What you have to do: Copy out the items below, changing every "Marked at" to "Located at" and leaving everything else as it is.

Dataset entries:

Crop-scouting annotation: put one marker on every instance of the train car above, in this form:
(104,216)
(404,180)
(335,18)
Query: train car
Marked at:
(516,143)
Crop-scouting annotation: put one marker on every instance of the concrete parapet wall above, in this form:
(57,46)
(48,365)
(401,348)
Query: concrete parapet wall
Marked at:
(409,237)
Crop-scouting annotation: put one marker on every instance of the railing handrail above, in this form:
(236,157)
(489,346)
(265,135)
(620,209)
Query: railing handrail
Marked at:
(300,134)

The solution:
Crop-scouting annotation: put one marker on every instance of the train car above, in this form:
(104,216)
(404,180)
(335,18)
Query: train car
Located at:
(516,143)
Crop-scouting annotation: put one marker on every instance of the concrete parapet wall above, in this form:
(57,46)
(48,365)
(401,348)
Query: concrete parapet wall
Located at:
(409,237)
Crop-scouting annotation: put one marker on every instance of the railing handrail above, in this form:
(236,157)
(489,346)
(265,135)
(620,209)
Query: railing handrail
Located at:
(300,134)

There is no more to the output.